● **WORK TO BE COMPLETED**:
Extract the full set of records, then give each one again exactly.

____

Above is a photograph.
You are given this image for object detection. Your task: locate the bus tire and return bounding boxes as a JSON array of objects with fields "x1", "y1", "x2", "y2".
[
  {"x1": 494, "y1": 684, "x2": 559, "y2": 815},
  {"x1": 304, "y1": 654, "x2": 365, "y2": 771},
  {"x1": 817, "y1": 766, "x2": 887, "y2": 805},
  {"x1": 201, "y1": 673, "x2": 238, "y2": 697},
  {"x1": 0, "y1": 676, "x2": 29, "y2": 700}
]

____

● **COMPLETED EXERCISE**:
Above is a photograph.
You are given this image for object detection. Your task: locate the bus tire and return bounding boxes as a JSON array of objects with fields "x1", "y1", "x2", "y2".
[
  {"x1": 494, "y1": 684, "x2": 559, "y2": 815},
  {"x1": 304, "y1": 654, "x2": 365, "y2": 771},
  {"x1": 817, "y1": 766, "x2": 887, "y2": 805},
  {"x1": 201, "y1": 673, "x2": 238, "y2": 697},
  {"x1": 0, "y1": 676, "x2": 29, "y2": 700}
]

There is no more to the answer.